### [Set exercise]
Render each line of the records below as one item of a numbered list, skipping any blank lines. Include every record.

── Materials provided

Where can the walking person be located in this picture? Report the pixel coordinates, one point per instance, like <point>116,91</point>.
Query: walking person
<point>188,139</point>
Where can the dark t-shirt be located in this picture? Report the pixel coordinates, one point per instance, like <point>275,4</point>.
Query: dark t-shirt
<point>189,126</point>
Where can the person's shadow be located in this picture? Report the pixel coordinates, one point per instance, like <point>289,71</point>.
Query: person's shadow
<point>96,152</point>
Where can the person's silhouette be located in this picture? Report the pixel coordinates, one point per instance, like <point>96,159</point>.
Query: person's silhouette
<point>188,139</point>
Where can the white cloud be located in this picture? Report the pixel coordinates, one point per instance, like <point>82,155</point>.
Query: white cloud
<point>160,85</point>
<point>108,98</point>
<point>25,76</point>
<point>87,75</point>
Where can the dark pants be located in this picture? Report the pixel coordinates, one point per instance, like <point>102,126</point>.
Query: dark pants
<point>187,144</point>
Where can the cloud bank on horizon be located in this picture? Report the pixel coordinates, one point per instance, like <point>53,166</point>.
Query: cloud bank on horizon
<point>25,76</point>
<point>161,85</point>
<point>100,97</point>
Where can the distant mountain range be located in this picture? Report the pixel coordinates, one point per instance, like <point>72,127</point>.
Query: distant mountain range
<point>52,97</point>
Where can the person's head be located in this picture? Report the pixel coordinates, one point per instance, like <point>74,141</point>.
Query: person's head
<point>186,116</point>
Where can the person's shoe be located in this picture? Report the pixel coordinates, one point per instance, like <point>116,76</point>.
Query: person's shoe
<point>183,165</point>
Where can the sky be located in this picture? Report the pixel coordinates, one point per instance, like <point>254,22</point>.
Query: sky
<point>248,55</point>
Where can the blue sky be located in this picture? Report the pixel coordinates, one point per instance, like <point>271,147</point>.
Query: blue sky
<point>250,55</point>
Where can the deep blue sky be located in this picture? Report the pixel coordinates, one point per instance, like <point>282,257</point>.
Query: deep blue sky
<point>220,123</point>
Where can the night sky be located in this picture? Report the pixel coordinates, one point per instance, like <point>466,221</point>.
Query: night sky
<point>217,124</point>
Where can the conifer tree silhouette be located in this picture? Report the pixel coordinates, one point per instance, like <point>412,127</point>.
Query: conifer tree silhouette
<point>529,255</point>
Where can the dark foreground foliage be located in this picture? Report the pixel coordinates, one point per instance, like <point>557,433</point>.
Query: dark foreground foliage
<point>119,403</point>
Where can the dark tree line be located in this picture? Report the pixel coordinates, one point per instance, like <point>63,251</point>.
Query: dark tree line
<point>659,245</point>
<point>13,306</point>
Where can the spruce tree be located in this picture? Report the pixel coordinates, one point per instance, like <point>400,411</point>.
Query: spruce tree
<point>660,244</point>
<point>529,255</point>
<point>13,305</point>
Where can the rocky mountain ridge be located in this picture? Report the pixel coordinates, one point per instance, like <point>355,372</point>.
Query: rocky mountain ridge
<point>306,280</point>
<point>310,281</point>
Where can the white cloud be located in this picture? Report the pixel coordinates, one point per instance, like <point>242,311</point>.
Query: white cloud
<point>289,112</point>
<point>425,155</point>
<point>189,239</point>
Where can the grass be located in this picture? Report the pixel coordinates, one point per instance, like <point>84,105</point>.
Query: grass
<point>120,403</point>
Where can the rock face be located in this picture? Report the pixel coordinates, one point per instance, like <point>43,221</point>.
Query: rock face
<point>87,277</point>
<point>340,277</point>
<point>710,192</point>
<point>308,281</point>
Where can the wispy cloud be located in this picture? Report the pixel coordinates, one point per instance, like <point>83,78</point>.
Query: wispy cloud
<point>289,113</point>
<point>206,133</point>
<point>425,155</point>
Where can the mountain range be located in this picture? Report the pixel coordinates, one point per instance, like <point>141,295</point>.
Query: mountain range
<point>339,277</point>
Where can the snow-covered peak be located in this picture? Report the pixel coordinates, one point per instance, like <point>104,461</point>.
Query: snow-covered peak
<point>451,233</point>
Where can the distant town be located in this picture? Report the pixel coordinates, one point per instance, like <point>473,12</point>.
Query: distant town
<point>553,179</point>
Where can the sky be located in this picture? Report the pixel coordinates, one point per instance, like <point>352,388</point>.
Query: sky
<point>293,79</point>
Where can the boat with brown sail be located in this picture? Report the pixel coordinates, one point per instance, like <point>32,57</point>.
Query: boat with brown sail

────

### [Exercise solution]
1. Where can the walking person be located in this picture? Report the pixel coordinates, one point per instance, like <point>116,91</point>.
2. Query: walking person
3. <point>188,139</point>
4. Where can the dark t-shirt be located in this picture? Report the pixel coordinates, one point per instance, like <point>275,4</point>.
5. Query: dark t-shirt
6. <point>189,126</point>
7. Where can the person's shadow be located in this picture? Report the pixel coordinates, one point per instance, like <point>289,71</point>.
8. Query: person's shadow
9. <point>96,152</point>
10. Where can the person's silhouette be located in this picture? Report the pixel coordinates, one point per instance, like <point>96,159</point>.
11. Query: person's silhouette
12. <point>188,139</point>
13. Where can the white cloud be located in this picture? Report the pixel coordinates, one point per instance, like <point>82,155</point>.
14. Query: white cloud
15. <point>160,85</point>
16. <point>108,98</point>
17. <point>25,76</point>
18. <point>87,75</point>
19. Where can the dark pants be located in this picture? Report the pixel coordinates, one point per instance, like <point>102,126</point>.
20. Query: dark pants
21. <point>187,144</point>
22. Where can the cloud bank on horizon be located in this picture? Report the pixel coordinates, one point per instance, like <point>53,166</point>.
23. Query: cloud bank on horizon
24. <point>25,76</point>
25. <point>161,85</point>
26. <point>100,97</point>
27. Where can the distant mountain range be located in this picture? Report the pixel coordinates, one point per instance, like <point>72,127</point>.
28. Query: distant mountain range
29. <point>52,97</point>
30. Where can the person's head be located in this picture? Report the pixel coordinates, one point per instance, like <point>74,141</point>.
31. Query: person's head
32. <point>186,116</point>
33. Where can the person's shoe be located in this picture? Report the pixel coordinates, one point per instance, like <point>116,76</point>.
34. Query: person's shoe
35. <point>183,165</point>
36. Where can the sky be located in this picture? Report the pixel coordinates, one point per instance, like <point>254,22</point>.
37. Query: sky
38. <point>248,55</point>
39. Where can the blue sky be located in this picture? Report the pixel coordinates, one point per instance, like <point>271,147</point>.
40. Query: blue sky
41. <point>250,55</point>
42. Where can the deep blue sky be located in this picture? Report the pixel coordinates, one point per instance, like <point>282,257</point>.
43. Query: deep blue sky
44. <point>220,123</point>
45. Where can the night sky be located in this picture? Report the pixel coordinates, one point per instance, like <point>466,221</point>.
46. Query: night sky
47. <point>217,124</point>
48. Where can the conifer tree silhouette be located in this picture? Report the pixel coordinates, one point per instance, like <point>412,127</point>.
49. Query: conifer tree silhouette
50. <point>529,255</point>
51. Where can the dark foreground foliage be located in this picture? Report the pixel coordinates, one point per instance, like <point>557,433</point>.
52. Query: dark foreground foliage
53. <point>119,403</point>
54. Where can the dark tree line be located in this picture? Report the pixel coordinates, one point per instance, like <point>63,251</point>.
55. Query: dark tree line
56. <point>659,245</point>
57. <point>13,306</point>
58. Where can the spruce tree be located in this picture? Report the pixel coordinates, one point per instance, like <point>400,411</point>.
59. Query: spruce tree
60. <point>660,244</point>
61. <point>529,255</point>
62. <point>13,305</point>
63. Where can the rocky mountain ridge be located in this picture? Report the pixel coordinates, one point per instance, like <point>355,372</point>.
64. Query: rocky mountain ridge
65. <point>306,280</point>
66. <point>310,281</point>
67. Where can the white cloud be located in this picture? Report the pixel coordinates, one point per instance, like <point>242,311</point>.
68. Query: white cloud
69. <point>289,112</point>
70. <point>425,155</point>
71. <point>189,239</point>
72. Where can the grass be located in this picture? Report the pixel coordinates, one point per instance, like <point>84,105</point>.
73. Query: grass
74. <point>120,403</point>
75. Where can the rock face be located in this picture? Report the pixel coordinates, one point per instance, like <point>43,221</point>.
76. Query: rock face
77. <point>87,277</point>
78. <point>340,277</point>
79. <point>710,192</point>
80. <point>308,281</point>
81. Where can the wispy cloud be located in this picture? Report the pixel coordinates, one point per instance, like <point>83,78</point>.
82. Query: wispy cloud
83. <point>289,113</point>
84. <point>206,133</point>
85. <point>425,155</point>
86. Where can the mountain range be located in this picture? Report the pixel coordinates, one point per instance, like <point>141,295</point>.
87. Query: mountain range
88. <point>339,277</point>
89. Where can the snow-covered peak be located in this picture? Report the pixel coordinates, one point per instance, like <point>104,461</point>.
90. Query: snow-covered peak
91. <point>451,233</point>
92. Where can the distant town be located in this picture? Report the pixel coordinates, one point per instance, like <point>473,12</point>.
93. Query: distant town
94. <point>553,179</point>
95. Where can the sky be located in this picture? Report the pixel coordinates, one point per instance, like <point>352,388</point>.
96. Query: sky
97. <point>293,79</point>
98. Where can the boat with brown sail be located in this picture? Report the pixel coordinates, one point per instance, like <point>32,57</point>.
99. Query: boat with brown sail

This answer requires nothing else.